=== Text provided ===
▽

On 2016-04-19 11:11, Luis E. Muñoz wrote:
This is really an over-simplification.
New TLDs have a lower ham:spam ratio, which comes as a consequence of
the length of time they’ve been available. Older TLDs have been around
for years, and therefore have a substantially higher amount of ham
(domains and traffic) to counter the huge amount of spam (again, in
domains and traffic). Even if all new TLDs price-matched those legacy
TLDs, the ham:spam ratio would continue to be small.
This is also a factor, yes. However, I believe it's the
ultra-cheap-initial-registration promotions that really bring spammers.
.info did a first-year-free (or almost free) and the spam from there
went through the roof, not instantly, but over that whole year as
spammers registered tons of domains and then burned through them.
The fact that .biz and .info still exist, with more or less the same
level of abuse, is proof that blocking them is pointless. I would
argue that any improvement on these TLDs perceived “spamminess” is
more out of the growth of ham than the reduction of spam.

△

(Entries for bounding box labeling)
▽

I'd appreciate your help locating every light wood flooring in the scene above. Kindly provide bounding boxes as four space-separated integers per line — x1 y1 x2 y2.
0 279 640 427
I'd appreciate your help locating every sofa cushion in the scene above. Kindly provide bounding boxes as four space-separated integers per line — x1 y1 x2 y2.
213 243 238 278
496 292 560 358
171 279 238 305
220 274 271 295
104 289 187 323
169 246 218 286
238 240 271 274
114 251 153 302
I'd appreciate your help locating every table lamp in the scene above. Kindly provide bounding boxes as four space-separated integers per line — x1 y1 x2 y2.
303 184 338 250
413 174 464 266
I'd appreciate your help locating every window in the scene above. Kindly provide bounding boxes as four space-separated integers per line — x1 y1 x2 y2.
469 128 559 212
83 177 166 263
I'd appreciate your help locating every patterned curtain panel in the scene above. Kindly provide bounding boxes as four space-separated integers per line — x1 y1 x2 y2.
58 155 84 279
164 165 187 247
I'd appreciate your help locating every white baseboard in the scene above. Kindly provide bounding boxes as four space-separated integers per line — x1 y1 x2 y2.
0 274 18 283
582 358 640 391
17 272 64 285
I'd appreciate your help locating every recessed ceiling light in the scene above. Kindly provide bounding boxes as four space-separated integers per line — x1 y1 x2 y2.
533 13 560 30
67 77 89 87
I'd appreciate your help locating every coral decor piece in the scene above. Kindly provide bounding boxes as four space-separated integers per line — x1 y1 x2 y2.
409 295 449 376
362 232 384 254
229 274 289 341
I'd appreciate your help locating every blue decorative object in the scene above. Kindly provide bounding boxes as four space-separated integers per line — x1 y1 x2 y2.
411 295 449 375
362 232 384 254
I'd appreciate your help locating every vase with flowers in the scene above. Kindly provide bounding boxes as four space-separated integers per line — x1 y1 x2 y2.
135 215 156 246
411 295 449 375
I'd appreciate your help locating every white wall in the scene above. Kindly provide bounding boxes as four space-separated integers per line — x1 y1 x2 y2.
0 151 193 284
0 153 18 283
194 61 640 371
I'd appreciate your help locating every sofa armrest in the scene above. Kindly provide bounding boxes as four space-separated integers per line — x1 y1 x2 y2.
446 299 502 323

△

=== Tasks and exercises ===
a – Write out the TLD spam message word for word, everything from "The fact that" down to "reduction of spam.".
b – Condense the paragraph of the TLD spam message that begins "New TLDs have a lower ham:spam ratio" into a shorter version that keeps its main facts.
Answer using only the TLD spam message.

=== Task answers ===
a –
The fact that .biz and .info still exist, with more or less the same
level of abuse, is proof that blocking them is pointless. I would
argue that any improvement on these TLDs perceived “spamminess” is
more out of the growth of ham than the reduction of spam.

b – New TLDs have a lower ham:spam ratio because they haven't been available as long. Older TLDs have had years to build up ham, in both domains and traffic, to offset their large volume of spam. Even if new TLDs matched legacy TLD prices, their ham:spam ratio would remain small.